It amazed me that in all the caravan and camping shows we went to and all the traveller's  workshops and seminars we attended no one was there representing the traveller's need to remain in internet contact with family, friends and even business while they travel.

We gained more information browsing the internet than attending seminars for travellers.
I usually do a lot of comparing one type of computer to another, via the web, then check out the reviews from computer owners, to narrow down what I am going to buy, before I even start shopping around for my best price.
I wish Australian prices for computers were as reasonable as the U.S. prices I see at
The SOURSE . If they were, choosing the right computer, might not be such a huge decision, it currently is for me.

I could happily leave the BBQ behind, but I would not leave home without a good computer.

When you head off for a long, road tour, it is important to have chosen the computer and internet package before you leave home.
I have travelled light with lap top computers and I have travelled with heavy
desktop computers, each has their own advantage depending on the work you are planning to do.

Do a lot of comparisons, before you choose, just like you need to do when choosing the rig and towing vehicles, sometimes it will be a compromise, and sometimes the prefect computer for home and away will ‘stand out’, and your decision will be an easy one

Here are a few computer travel tips of mine; I would love to hear any of yours.

******

Please restate the stretch of the travel computing text from "I wish Australian" through "planning to do.", renaming "BBQ" as "barbecue" wherever it occurs. The entries after this point come from a different source than the travel computing text.

Data excerpts:

******

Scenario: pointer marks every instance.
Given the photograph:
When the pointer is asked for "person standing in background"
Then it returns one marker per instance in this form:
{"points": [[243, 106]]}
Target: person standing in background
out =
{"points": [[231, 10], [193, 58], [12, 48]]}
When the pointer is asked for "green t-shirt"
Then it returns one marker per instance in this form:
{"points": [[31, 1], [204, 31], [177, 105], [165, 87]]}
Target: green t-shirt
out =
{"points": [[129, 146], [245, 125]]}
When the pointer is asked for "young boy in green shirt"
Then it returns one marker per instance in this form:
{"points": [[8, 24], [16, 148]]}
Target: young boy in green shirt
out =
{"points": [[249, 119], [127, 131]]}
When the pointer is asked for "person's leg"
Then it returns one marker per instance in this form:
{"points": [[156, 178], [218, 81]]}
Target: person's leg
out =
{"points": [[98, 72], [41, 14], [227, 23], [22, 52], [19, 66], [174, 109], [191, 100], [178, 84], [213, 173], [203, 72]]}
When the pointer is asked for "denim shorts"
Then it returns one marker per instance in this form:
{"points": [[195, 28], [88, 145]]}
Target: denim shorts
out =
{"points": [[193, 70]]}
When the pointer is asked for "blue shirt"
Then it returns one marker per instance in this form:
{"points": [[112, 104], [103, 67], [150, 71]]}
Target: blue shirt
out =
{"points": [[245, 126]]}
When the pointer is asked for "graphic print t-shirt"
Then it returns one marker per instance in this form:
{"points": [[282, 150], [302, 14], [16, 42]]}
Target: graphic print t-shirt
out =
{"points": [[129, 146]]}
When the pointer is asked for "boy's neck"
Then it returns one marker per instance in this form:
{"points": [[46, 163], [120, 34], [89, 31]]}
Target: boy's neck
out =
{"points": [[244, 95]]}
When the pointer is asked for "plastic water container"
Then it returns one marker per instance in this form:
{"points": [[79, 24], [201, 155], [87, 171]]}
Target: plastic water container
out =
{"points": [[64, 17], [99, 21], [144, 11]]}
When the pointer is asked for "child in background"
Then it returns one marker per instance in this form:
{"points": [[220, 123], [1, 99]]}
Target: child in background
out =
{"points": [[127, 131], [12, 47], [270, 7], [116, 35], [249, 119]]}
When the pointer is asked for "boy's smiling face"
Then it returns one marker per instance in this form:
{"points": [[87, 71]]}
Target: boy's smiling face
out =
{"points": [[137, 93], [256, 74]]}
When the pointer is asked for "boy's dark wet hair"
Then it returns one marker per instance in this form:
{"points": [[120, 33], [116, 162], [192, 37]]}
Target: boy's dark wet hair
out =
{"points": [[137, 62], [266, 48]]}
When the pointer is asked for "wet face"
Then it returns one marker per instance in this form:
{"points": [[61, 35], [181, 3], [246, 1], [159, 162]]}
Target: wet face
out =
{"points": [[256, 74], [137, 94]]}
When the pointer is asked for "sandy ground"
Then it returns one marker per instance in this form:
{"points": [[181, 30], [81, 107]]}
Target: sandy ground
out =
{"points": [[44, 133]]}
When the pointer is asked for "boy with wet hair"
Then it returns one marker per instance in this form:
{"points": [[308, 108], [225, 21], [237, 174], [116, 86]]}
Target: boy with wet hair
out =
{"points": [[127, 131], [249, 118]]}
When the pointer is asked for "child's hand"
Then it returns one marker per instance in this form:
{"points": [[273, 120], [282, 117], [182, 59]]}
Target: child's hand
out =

******

• [ANSWER TO THIS PROBLEM]:
I wish Australian prices for computers were as reasonable as the U.S. prices I see at
The SOURSE . If they were, choosing the right computer, might not be such a huge decision, it currently is for me.

I could happily leave the barbecue behind, but I would not leave home without a good computer.

When you head off for a long, road tour, it is important to have chosen the computer and internet package before you leave home.
I have travelled light with lap top computers and I have travelled with heavy
desktop computers, each has their own advantage depending on the work you are planning to do.